## Instruction:
Extract every line of the material below that contains the word "outcrop". Treat uppercase and lowercase as different, so match the case.

## Exercise inputs:
__________________________________________________
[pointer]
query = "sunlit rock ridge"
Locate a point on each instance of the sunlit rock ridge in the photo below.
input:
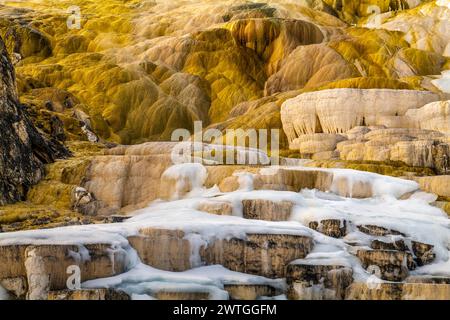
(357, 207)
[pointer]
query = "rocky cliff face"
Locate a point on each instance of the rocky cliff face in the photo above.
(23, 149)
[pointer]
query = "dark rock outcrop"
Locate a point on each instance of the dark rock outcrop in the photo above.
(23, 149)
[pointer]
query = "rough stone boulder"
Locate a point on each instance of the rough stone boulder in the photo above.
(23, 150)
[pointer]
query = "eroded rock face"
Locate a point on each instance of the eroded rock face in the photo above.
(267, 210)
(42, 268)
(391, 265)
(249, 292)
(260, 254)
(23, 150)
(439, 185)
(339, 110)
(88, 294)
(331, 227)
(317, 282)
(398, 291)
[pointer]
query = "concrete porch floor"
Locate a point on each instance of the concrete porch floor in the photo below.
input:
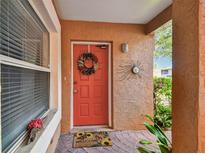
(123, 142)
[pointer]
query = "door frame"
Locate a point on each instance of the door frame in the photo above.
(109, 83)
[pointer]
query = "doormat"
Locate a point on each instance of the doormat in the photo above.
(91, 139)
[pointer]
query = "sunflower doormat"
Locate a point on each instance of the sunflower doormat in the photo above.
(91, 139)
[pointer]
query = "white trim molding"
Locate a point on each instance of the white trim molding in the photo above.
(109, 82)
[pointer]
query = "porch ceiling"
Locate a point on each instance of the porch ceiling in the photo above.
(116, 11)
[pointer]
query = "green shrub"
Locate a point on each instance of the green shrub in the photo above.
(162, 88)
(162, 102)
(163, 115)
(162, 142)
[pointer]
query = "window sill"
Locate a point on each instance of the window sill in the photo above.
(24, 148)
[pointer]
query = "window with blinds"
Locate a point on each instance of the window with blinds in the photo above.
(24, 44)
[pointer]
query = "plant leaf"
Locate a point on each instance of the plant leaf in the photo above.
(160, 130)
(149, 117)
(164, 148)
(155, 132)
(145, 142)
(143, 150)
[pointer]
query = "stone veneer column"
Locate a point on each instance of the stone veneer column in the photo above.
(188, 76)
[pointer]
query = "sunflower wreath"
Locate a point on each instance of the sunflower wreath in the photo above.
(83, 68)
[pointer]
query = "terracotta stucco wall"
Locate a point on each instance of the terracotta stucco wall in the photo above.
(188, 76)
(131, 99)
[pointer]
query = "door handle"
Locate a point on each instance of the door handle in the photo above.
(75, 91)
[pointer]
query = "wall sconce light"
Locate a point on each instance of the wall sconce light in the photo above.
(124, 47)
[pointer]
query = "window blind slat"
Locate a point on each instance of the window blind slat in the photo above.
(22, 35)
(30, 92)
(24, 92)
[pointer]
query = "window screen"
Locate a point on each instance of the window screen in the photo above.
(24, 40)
__________________________________________________
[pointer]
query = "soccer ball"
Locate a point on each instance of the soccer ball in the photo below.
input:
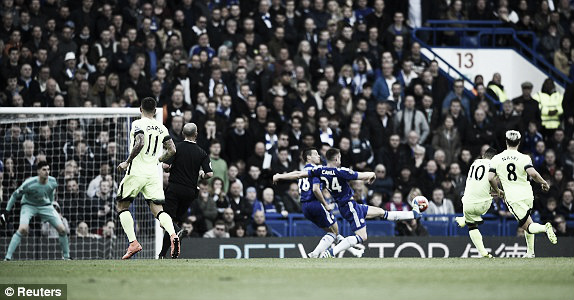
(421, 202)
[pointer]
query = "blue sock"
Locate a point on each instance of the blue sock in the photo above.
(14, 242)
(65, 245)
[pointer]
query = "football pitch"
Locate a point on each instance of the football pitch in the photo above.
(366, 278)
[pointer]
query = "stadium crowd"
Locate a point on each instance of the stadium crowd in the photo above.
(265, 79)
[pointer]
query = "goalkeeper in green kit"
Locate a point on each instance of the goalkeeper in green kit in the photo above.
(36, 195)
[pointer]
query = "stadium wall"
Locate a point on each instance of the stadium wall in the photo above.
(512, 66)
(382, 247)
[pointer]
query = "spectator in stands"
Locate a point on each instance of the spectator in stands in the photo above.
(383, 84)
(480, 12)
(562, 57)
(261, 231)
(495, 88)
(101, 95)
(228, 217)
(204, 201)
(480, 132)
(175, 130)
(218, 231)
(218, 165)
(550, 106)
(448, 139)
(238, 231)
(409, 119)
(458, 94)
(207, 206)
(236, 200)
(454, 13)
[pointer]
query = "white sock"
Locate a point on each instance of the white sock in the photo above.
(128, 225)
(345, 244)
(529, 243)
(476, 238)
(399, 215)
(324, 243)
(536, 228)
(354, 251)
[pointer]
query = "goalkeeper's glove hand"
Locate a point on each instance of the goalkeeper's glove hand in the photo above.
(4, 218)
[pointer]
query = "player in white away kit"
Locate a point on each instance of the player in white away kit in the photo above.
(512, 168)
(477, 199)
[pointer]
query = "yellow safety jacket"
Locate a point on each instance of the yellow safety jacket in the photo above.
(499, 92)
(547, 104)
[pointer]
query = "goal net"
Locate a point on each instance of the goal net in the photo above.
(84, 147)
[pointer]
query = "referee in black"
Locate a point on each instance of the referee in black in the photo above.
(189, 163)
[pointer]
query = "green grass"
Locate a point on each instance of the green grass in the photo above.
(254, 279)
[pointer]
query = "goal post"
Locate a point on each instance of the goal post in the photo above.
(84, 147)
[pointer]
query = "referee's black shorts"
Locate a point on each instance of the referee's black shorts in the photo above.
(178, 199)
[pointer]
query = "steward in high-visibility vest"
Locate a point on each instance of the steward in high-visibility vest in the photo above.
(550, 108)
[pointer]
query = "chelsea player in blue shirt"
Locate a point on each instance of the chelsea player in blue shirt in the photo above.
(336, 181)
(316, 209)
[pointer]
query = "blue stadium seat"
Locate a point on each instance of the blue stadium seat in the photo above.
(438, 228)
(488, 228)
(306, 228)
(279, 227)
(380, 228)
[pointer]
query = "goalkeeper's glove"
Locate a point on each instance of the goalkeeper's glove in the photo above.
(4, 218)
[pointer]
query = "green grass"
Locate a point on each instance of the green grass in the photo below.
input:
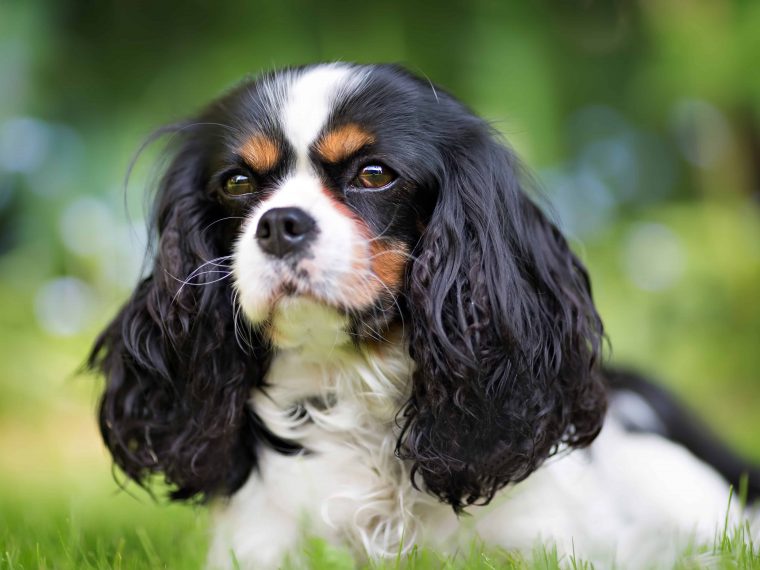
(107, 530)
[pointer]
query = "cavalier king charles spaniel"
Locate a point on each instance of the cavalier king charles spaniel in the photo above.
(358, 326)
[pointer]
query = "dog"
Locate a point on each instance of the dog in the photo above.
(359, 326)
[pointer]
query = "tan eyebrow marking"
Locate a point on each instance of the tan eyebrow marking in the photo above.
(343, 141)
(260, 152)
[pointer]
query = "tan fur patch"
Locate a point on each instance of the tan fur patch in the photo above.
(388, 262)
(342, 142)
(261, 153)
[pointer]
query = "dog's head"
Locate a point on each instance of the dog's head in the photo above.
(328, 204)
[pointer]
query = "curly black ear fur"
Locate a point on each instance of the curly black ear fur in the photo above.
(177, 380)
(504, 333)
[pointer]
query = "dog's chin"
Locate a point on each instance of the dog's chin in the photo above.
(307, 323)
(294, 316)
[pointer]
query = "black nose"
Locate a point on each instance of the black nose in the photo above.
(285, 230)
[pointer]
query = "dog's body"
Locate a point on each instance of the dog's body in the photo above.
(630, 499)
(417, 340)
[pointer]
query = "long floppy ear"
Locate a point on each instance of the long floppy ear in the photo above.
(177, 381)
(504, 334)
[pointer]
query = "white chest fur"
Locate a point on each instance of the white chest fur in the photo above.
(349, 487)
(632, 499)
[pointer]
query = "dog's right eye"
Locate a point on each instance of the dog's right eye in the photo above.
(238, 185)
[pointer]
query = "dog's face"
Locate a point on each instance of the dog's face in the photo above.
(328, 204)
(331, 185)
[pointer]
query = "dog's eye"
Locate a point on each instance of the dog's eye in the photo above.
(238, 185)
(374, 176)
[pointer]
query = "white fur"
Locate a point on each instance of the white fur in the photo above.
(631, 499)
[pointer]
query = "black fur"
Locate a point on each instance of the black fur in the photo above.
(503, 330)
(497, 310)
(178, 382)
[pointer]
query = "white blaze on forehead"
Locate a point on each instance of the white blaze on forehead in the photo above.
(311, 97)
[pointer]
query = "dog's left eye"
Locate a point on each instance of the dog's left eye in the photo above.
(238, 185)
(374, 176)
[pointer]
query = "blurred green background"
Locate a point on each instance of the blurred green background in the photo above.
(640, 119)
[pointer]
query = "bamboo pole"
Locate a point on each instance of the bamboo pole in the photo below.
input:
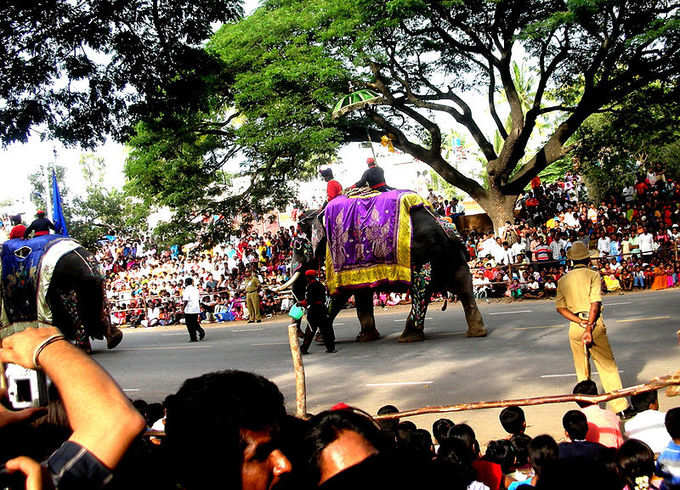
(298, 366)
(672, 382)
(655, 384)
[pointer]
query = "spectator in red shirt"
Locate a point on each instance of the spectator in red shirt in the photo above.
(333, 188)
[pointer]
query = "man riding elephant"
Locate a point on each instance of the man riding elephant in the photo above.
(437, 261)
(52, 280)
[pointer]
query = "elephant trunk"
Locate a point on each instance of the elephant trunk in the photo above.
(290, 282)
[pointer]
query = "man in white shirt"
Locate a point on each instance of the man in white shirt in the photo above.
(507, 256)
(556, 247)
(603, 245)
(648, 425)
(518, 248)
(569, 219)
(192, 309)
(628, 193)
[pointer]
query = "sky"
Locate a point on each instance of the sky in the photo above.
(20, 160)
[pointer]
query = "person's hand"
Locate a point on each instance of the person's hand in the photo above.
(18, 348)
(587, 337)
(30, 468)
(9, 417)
__________________________________________________
## Exercise result:
query = "dark rock outcrop"
Locate a point on each instance of the dark rock outcrop in the photo above.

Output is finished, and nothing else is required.